__WHAT IS NEEDED__
The expected answer is the set of lines in the data below between the line holding "Target: grass tuft" and the line holding "Sample: <point>648,765</point>", inclusive, written out exactly.

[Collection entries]
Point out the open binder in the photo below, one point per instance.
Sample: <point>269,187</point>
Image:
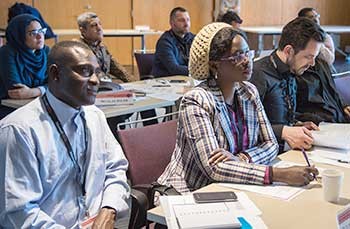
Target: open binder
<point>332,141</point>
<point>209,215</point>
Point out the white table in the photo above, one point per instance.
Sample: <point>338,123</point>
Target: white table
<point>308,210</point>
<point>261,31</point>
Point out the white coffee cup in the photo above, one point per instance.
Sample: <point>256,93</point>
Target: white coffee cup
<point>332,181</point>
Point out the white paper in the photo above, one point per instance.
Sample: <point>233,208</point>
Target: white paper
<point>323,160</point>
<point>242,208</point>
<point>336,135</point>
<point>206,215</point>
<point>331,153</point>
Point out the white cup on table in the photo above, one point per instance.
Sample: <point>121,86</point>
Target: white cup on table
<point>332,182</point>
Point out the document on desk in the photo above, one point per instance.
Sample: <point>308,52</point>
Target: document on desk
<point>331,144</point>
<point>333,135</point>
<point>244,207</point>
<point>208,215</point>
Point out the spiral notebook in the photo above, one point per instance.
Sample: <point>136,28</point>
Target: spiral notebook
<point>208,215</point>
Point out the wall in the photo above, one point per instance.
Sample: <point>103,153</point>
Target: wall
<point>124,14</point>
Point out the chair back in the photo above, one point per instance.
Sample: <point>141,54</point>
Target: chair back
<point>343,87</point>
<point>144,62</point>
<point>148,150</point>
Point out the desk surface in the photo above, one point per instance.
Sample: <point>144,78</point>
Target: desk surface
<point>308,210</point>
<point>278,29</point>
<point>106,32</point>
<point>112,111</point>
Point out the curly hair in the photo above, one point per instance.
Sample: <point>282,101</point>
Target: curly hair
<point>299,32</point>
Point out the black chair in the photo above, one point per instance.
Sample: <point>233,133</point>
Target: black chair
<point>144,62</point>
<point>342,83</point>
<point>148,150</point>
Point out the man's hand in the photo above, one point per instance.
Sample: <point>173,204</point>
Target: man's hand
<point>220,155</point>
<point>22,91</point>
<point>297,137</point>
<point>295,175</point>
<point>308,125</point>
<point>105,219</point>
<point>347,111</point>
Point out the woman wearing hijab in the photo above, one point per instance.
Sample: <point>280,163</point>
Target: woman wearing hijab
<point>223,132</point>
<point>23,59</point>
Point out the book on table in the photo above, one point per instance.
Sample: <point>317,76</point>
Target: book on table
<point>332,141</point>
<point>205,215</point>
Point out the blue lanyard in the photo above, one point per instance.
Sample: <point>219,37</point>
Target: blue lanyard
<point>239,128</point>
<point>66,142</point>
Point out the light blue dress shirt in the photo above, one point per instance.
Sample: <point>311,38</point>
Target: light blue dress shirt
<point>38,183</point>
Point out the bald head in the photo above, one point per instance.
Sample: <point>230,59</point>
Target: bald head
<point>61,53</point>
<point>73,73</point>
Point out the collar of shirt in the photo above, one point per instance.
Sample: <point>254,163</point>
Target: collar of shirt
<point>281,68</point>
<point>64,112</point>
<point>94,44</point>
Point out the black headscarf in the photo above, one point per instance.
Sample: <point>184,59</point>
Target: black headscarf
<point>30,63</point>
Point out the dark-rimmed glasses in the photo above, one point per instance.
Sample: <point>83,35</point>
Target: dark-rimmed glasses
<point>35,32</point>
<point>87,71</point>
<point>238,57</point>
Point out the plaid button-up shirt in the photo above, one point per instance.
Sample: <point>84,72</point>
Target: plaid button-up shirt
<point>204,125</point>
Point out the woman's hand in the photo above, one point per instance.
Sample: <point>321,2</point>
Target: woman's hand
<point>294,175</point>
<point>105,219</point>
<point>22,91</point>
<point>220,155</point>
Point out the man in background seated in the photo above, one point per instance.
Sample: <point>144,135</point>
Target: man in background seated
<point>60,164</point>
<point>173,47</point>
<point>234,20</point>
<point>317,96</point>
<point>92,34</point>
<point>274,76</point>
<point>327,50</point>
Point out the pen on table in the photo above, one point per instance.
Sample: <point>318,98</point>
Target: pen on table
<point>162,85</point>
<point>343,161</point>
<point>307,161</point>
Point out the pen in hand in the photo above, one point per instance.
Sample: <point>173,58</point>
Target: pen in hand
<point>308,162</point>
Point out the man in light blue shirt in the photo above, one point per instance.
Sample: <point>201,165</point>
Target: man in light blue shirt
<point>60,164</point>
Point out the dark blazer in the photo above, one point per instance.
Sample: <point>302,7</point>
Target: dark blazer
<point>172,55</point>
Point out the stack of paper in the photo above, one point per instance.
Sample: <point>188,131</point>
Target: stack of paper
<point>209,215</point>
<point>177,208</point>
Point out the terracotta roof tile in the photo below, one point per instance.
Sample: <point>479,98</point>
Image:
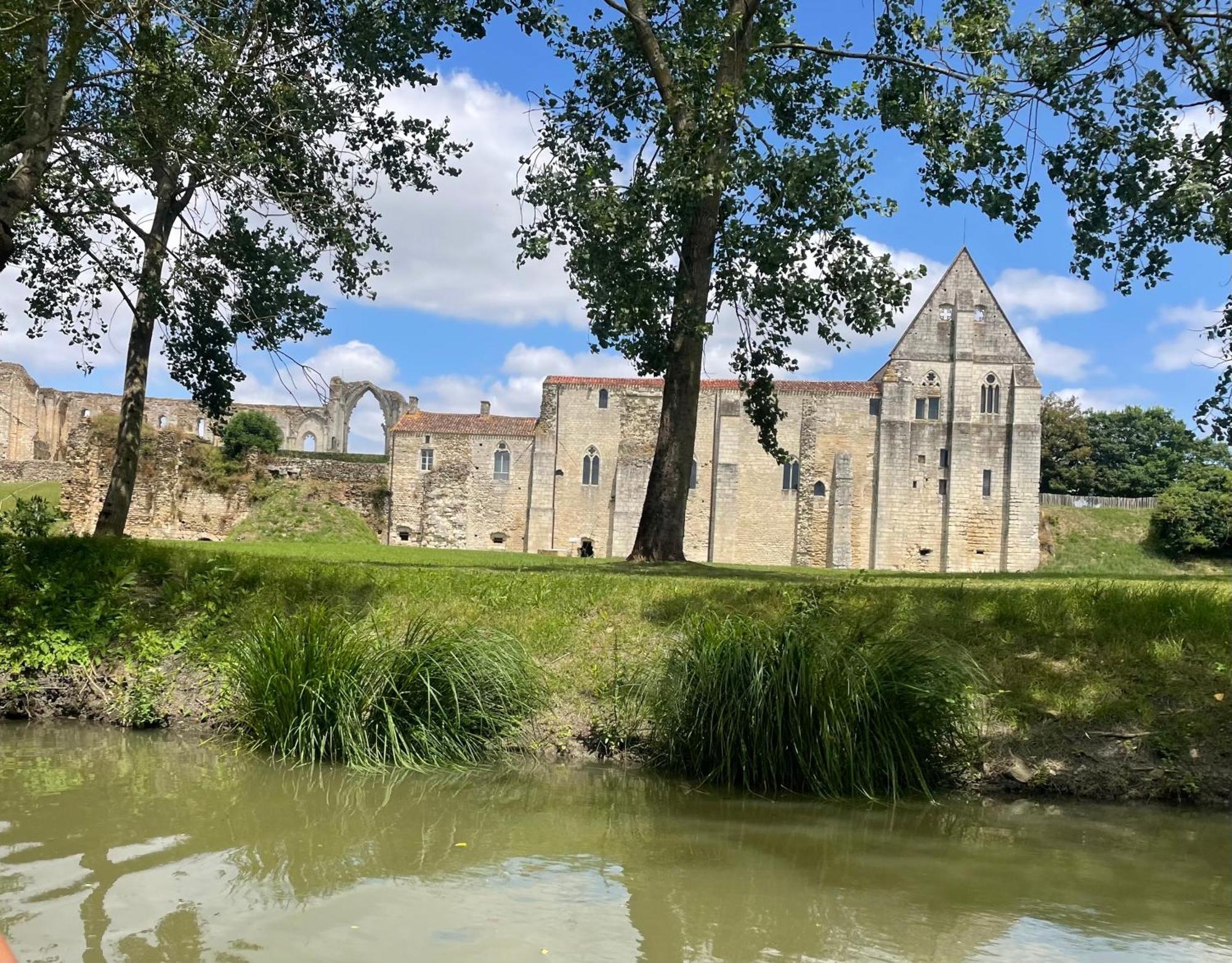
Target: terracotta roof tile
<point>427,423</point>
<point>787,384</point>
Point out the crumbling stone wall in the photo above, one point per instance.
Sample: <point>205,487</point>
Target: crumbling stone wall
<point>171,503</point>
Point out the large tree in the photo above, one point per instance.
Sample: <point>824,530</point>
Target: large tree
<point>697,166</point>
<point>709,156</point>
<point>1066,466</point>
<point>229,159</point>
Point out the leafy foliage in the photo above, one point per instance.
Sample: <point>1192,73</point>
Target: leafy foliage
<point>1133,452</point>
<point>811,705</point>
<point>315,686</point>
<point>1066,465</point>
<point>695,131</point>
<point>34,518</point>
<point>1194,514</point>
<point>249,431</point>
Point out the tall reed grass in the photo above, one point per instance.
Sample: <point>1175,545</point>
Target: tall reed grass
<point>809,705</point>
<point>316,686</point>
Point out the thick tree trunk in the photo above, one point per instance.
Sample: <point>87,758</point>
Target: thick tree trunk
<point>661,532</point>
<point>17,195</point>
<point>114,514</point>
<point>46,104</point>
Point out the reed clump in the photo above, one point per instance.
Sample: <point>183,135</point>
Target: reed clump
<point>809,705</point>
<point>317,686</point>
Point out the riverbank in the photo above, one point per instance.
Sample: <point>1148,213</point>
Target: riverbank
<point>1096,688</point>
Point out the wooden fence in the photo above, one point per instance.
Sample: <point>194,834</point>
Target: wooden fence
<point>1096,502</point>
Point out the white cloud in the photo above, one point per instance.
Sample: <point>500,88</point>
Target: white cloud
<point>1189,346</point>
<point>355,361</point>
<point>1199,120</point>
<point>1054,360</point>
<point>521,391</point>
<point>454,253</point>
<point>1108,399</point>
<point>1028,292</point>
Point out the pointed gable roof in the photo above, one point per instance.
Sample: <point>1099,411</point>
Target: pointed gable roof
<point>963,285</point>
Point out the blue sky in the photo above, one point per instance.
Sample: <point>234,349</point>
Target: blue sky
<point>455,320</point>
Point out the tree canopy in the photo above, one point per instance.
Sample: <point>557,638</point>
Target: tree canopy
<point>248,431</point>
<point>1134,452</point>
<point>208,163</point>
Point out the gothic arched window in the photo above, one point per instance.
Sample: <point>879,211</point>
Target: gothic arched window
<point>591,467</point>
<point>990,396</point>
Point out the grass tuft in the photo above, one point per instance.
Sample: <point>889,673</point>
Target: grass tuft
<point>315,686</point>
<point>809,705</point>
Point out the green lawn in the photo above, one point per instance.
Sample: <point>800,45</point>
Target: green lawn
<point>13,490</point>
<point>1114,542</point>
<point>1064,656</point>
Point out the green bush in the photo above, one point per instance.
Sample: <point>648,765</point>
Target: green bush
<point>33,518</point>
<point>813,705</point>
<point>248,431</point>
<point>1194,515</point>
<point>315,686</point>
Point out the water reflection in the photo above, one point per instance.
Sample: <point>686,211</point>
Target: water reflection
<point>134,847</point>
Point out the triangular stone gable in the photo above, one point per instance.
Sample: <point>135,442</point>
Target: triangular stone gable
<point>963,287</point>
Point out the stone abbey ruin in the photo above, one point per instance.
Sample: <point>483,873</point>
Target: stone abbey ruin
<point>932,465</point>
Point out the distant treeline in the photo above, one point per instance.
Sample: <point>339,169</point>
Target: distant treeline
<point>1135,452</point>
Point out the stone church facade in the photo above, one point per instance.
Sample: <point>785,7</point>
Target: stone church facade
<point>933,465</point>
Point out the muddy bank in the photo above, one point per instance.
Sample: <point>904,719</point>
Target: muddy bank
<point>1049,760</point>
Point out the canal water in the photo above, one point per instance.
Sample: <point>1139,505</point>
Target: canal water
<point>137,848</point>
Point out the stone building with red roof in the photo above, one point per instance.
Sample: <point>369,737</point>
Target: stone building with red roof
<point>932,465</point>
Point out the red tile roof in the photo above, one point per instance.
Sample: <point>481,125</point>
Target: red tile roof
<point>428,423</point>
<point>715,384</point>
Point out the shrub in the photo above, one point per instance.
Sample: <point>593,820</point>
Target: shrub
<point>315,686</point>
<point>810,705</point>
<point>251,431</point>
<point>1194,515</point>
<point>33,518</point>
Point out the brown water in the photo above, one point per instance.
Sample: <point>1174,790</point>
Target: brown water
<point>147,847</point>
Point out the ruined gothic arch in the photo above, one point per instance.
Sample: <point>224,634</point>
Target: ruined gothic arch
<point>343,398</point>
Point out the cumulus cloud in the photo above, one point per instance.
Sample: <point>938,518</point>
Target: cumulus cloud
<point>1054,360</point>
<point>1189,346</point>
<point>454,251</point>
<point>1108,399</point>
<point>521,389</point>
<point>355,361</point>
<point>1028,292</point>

--

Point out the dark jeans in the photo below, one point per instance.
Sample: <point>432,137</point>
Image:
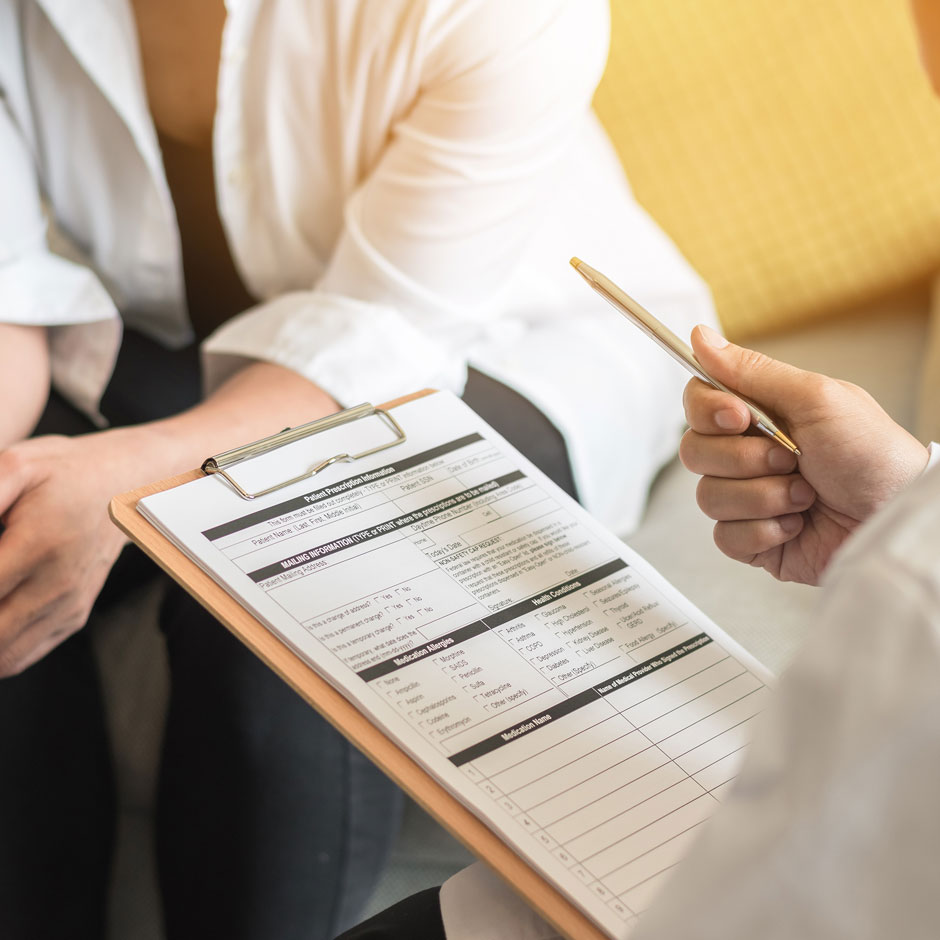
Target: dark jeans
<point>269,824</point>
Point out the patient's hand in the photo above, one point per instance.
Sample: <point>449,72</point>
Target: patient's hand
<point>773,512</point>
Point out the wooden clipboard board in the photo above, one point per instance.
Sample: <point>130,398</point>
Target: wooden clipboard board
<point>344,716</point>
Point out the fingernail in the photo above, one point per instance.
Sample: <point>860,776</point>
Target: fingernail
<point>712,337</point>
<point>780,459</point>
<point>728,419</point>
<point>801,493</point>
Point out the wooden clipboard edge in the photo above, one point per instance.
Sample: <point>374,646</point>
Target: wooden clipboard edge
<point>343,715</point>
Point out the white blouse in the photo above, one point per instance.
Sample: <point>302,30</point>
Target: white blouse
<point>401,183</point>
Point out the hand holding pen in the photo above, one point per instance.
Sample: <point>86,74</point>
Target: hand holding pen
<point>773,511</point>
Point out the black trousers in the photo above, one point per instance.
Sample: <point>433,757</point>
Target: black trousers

__RESULT OF THIS TASK__
Target: grass tuft
<point>315,686</point>
<point>809,705</point>
Point out the green lawn in the photo above, one point per instance.
Sample: <point>800,45</point>
Target: green lawn
<point>13,490</point>
<point>1114,542</point>
<point>1064,656</point>
Point out the green bush in the photo above, one point per instance.
Sample: <point>648,765</point>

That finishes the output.